AIM -
Retype every line of the data below without changing any character.

SOURCE DATA -
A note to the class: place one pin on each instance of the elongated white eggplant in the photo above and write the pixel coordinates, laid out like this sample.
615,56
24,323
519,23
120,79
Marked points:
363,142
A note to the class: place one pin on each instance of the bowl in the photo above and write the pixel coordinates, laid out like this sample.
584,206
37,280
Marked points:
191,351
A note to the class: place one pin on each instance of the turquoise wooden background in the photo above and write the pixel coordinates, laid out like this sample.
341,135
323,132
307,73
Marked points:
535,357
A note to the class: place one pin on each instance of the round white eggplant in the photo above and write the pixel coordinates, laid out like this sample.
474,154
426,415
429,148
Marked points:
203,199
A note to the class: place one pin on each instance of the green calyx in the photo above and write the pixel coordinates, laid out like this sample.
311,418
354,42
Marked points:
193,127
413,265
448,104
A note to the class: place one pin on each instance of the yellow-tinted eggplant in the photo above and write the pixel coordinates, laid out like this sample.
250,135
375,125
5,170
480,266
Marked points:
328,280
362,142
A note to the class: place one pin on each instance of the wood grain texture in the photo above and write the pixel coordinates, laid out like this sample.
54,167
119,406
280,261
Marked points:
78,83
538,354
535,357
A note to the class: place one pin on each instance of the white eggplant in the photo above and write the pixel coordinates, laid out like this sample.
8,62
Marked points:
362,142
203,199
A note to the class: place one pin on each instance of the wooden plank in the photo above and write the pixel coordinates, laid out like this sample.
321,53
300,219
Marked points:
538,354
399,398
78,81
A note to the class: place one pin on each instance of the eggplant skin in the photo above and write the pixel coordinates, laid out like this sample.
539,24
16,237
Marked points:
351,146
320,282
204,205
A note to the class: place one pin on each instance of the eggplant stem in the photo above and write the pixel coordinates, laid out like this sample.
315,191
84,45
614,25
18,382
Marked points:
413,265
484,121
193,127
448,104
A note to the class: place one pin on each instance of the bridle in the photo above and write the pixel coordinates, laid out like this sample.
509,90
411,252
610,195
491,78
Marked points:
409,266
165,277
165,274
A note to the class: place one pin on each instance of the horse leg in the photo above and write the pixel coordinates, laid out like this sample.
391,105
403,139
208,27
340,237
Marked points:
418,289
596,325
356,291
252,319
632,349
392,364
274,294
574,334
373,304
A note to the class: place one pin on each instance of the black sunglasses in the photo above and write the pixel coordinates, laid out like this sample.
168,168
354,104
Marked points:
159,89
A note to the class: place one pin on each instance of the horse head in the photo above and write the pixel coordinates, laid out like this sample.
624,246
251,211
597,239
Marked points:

FULL OUTPUT -
A note to the class: place one pin on each instance of the elongated white eggplant in the photo above and write the pixel coordinates, laid out like this sample.
615,56
24,323
519,23
120,79
Marked points:
363,142
A note to the class: place one pin on each instance of the bowl in the photo above and write the pixel coordinates, laid out like this sample.
584,206
37,280
Marked points:
191,351
A note to the class: place one pin on each instance of the turquoise wooden background in the photo above and write the pixel coordinates, laid out like this sample.
341,135
323,132
307,73
Marked points:
535,357
A note to the class: place one pin on each instance of the round white eggplant in the photo above and write the pixel coordinates, laid out like this sample.
474,154
426,415
429,148
Marked points:
203,199
A note to the class: place one pin on each instance of the green calyx in the photo above and write the pixel coordinates, laid out like this sample.
311,418
354,42
Marked points:
193,127
413,265
448,104
A note to the class: place one pin on each instance of the yellow-tinted eggplant in the photo above and write the pixel coordinates, laid out like this sample.
250,135
375,125
5,170
480,266
Marked points:
328,280
362,142
A note to the class: place one pin on each instance of the wood grain texture in the photo above and write the pixel coordinates, laid out like this sample.
54,167
119,406
280,261
Marked points:
78,83
538,354
535,357
A note to the class: place one pin on each instance of the white eggplant in the photo above and write the pixel coordinates, laid out like this sample.
8,62
Marked points:
362,142
203,199
A note to the class: place one pin on each instance of the wooden plank in the photo above and write the pixel coordinates, laid out like this sample.
321,53
300,219
Marked points:
538,354
399,398
78,81
A note to the class: place one pin on each instance of the eggplant skin in the photo above and write the pixel coordinates, laid out like this sample.
539,24
16,237
Marked points:
351,146
320,282
204,205
A note to the class: place one pin on each instance of the eggplant stem in the photo above and write the pixel coordinates, laid out like this sample.
315,191
84,45
614,25
18,382
Marked points:
413,265
484,121
193,127
448,104
A note to the class: place one pin on each instance of the bridle in the photo above and write the pixel coordinates, laid out like this sample.
509,90
411,252
610,195
491,78
Marked points:
409,266
165,277
165,274
A note to the class: place one pin on each instance of the horse leg in the photo above and write the pixel coordinates, laid out like this sample.
391,105
403,139
208,27
340,237
Marked points:
418,289
596,325
356,291
252,319
632,349
392,364
274,294
574,334
373,304
A note to the class: place one pin on each instance of the black sunglasses in the photo above and write the pixel coordinates, laid out like this sample.
168,168
354,104
Marked points:
159,89
A note to the class: place one pin on each instance of the horse head in the photo above and write the pixel coordinates, laid out like this sample.
624,246
251,211
597,239
Marked points:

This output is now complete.